Archive for the ‘Contractual Liability’ Category

Multi-National Business and Risk

November 9, 2009

Does a corporation overlook proper “due-diligence” when expanding their operations and, if so, how often might this occur?  I don’t mean the normal, everyday analysis, but a significant Risk Management concern; the legal framework one must consider when crossing borders!

European businesses have become very familiar with establishing new ties with various professional services when they open subsidiary operations in the northern part of North America, particularly in their understanding that Canada is completely different from Europe (and, again, different from the USA).  They locate legal, accounting, banking and insurance specialists who, many times, do not have direct ties with their European operations.  They realize that NAFTA (North American Free Trade Agreement) can benefit their Canadian subsidiaries in allowing an opening into the greater American marketplace, a major advantage to locating in Canada, and then look for the most suitable expertise to assist them.

What you will do ->
**a.** In the post on multi-national business and risk, what do European businesses see as a major advantage of locating in Canada?
**b.** Shorten the paragraph of the post on multi-national business and risk that begins "European businesses have become very familiar", keeping its main facts.
**c.** Write the next part of the post on multi-national business and risk, picking up after its final sentence.

Excerpted records ->
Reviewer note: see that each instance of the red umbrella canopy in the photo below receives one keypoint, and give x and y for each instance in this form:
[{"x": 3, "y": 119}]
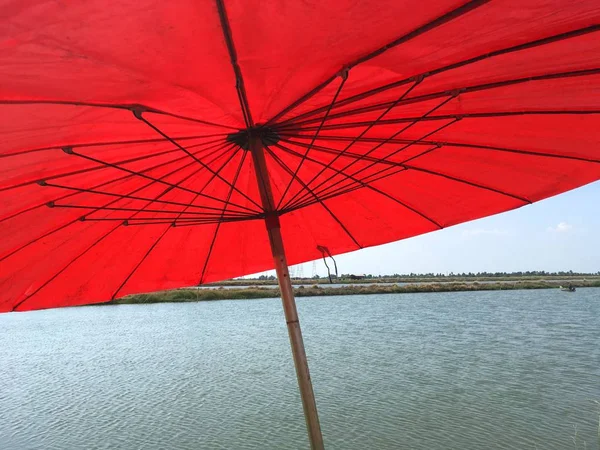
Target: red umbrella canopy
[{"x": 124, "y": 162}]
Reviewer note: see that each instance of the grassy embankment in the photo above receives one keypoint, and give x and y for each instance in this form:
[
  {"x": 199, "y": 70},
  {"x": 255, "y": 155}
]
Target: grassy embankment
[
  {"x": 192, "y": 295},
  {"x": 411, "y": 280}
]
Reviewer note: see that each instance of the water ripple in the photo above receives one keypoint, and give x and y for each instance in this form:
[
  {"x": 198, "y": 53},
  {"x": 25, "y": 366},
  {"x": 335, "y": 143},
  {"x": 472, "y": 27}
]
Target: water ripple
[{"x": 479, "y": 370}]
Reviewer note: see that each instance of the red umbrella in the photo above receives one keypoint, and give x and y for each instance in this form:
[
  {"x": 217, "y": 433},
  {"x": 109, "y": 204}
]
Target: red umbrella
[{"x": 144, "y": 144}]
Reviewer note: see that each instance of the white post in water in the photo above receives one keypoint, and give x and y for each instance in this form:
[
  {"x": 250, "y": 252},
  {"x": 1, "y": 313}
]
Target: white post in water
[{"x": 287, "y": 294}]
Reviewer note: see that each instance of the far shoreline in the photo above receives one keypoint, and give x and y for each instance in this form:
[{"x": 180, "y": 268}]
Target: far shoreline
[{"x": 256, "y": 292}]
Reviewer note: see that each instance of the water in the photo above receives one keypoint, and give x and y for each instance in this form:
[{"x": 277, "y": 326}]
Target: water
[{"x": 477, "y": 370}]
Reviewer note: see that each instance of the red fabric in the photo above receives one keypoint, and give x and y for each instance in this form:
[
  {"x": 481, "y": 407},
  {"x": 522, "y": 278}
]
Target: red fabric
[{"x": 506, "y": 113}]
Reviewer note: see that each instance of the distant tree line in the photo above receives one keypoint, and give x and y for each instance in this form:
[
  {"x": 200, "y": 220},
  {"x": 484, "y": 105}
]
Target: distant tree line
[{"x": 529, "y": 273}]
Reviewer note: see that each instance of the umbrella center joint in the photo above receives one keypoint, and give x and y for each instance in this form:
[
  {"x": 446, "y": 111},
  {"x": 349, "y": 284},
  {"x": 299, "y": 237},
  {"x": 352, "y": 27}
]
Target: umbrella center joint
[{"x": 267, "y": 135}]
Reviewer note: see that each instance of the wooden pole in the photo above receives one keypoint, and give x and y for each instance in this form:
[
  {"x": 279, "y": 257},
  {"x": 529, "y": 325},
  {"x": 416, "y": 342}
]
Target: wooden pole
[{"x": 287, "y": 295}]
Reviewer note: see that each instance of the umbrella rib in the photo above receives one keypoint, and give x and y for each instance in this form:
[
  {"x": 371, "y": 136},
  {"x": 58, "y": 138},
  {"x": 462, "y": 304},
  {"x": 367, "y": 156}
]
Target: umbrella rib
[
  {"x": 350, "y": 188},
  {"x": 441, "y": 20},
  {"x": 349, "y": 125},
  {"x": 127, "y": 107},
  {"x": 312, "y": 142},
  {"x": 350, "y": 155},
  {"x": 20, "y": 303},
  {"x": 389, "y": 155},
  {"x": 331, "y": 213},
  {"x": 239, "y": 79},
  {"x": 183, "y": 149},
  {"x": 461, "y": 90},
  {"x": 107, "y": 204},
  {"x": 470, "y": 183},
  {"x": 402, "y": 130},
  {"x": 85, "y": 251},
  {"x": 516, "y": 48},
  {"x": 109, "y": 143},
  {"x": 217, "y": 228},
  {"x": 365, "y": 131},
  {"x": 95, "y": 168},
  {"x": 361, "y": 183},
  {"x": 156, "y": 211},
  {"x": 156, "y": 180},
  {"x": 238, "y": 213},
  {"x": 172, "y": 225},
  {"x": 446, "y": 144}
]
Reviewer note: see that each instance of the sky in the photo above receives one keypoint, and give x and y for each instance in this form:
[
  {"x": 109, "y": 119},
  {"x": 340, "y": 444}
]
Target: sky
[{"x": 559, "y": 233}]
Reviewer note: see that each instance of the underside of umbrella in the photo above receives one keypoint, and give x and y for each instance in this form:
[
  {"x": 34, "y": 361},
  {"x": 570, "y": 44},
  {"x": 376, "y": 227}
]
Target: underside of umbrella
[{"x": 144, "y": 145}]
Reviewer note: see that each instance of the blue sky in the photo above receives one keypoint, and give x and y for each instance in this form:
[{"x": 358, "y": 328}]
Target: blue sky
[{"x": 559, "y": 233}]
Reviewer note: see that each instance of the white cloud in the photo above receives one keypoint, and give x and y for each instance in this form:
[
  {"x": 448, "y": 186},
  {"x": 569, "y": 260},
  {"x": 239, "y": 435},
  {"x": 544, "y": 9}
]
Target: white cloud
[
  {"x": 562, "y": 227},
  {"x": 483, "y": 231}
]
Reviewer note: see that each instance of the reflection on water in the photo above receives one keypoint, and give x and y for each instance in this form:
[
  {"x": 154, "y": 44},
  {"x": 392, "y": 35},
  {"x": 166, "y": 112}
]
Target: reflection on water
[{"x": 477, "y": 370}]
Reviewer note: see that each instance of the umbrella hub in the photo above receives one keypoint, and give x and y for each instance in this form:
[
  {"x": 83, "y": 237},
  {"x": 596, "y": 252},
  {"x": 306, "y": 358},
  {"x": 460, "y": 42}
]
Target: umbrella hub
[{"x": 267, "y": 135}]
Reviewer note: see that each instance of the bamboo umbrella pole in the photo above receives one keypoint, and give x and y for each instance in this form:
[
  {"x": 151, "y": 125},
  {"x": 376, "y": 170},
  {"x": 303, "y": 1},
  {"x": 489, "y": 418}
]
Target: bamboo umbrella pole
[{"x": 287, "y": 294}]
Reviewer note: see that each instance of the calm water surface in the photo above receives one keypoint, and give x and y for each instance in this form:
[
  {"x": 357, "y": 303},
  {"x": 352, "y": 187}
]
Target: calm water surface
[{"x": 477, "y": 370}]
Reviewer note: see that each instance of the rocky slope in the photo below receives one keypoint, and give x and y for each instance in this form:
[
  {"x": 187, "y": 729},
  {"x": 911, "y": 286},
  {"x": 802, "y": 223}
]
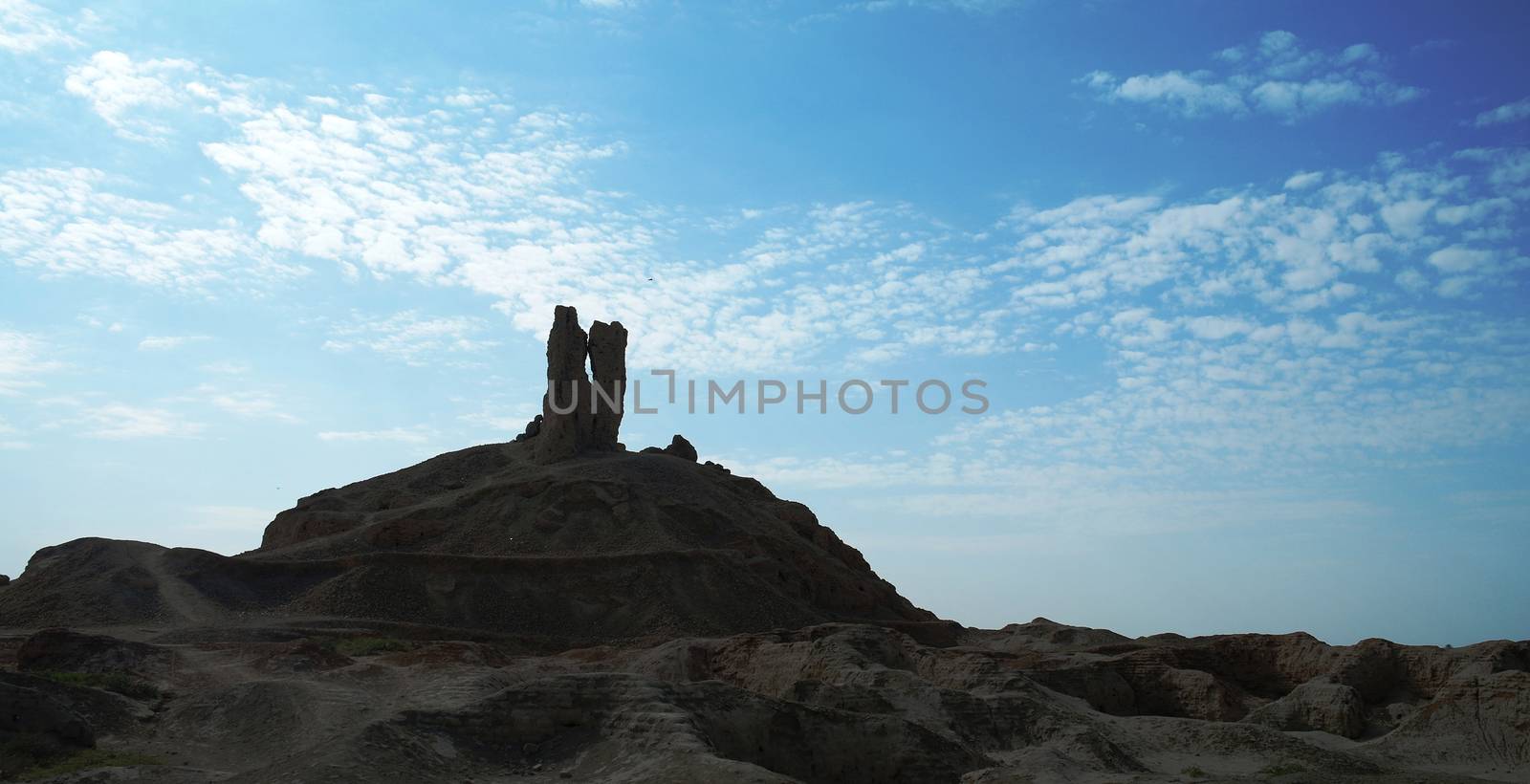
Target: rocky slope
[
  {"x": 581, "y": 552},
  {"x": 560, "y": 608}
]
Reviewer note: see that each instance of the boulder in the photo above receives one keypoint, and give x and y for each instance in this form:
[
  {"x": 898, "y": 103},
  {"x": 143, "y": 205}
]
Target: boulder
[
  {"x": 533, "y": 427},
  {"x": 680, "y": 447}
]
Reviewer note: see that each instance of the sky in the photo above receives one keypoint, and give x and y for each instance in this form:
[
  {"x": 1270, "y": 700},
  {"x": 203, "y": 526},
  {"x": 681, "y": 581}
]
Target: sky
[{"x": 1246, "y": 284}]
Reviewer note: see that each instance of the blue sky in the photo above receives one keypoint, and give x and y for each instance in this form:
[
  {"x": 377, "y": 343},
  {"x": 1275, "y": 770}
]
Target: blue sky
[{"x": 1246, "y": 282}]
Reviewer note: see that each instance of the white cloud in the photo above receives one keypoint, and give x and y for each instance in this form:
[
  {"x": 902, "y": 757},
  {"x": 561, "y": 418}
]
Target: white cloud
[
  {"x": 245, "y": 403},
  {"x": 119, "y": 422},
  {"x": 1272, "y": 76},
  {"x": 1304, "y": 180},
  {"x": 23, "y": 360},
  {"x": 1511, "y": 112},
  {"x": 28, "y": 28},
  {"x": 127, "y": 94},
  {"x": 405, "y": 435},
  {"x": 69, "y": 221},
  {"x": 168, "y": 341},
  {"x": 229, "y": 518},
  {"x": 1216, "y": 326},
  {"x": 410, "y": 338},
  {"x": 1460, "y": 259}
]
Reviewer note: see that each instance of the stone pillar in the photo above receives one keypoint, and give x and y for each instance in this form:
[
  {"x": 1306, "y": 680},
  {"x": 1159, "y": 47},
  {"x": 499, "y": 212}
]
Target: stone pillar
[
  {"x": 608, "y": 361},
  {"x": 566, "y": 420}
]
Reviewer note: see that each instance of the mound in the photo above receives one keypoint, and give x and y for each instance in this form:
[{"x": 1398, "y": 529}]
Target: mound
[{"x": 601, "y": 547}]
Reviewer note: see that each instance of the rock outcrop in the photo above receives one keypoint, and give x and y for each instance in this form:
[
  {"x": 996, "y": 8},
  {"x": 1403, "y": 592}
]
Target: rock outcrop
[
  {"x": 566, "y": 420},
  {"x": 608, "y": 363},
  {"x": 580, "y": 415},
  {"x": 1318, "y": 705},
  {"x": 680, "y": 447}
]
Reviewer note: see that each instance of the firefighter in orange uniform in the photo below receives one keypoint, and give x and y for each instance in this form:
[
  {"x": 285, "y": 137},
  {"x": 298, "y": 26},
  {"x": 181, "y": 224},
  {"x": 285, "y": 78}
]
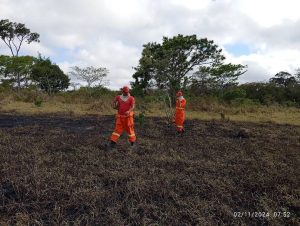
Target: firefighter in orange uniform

Expected answers ->
**a.** NAFTA lets their Canadian subsidiaries open into the greater American marketplace.

**b.** European businesses opening subsidiaries in northern North America know that Canada differs from both Europe and the USA. They find local legal, accounting, banking and insurance specialists, often with no direct ties to their European operations. Because NAFTA can give Canadian subsidiaries an opening into the larger American market, they then seek the most suitable expertise to help them.

**c.**
Examples that I have seen include the contacts made through the various European-Canadian Chambers of Commerce with one lawyer (friend of mine) being especially adept at being able to obtain clientele in this manner.   There are numerous other examples but I will only provide one to whet the appetite for connecting with me.

Why do they like to enter America through Canada?  Many Europeans realize that Canada is significantly closer to our European “roots”, as opposed to our American “neighbours”, in areas like politics (should I term it “social democracy” and multi-party governing, as opposed to a true 2-party form?).  Maybe, for them, it is a gradual change from Europe to America.  And yes, many Europeans do love America.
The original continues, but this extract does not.